» BRIEF
Only lines with the string "shirt" should be returned from the data below.

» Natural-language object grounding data
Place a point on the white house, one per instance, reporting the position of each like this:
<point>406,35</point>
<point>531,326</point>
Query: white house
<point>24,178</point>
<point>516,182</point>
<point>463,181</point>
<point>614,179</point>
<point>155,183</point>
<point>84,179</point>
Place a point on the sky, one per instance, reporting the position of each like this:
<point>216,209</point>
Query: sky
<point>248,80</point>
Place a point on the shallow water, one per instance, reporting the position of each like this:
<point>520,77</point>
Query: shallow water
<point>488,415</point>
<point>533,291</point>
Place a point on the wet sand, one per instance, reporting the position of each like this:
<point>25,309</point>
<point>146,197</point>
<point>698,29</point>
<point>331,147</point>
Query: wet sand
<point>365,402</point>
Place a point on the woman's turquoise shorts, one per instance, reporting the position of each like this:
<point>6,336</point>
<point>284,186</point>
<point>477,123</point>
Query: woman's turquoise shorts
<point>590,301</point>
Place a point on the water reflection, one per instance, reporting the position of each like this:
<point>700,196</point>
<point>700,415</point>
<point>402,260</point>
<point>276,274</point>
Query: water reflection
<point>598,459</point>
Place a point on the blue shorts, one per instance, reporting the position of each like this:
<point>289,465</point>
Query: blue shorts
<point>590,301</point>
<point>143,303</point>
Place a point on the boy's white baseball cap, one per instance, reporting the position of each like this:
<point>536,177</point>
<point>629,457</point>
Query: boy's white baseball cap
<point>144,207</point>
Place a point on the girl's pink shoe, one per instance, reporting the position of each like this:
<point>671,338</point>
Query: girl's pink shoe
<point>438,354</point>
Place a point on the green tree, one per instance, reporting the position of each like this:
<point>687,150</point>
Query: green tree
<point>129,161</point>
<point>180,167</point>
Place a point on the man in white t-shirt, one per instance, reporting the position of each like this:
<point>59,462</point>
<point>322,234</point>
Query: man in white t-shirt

» THE COMPLETED TASK
Place a point on the man in white t-shirt, one per instance, reporting the position of each like this:
Query: man in white t-shirt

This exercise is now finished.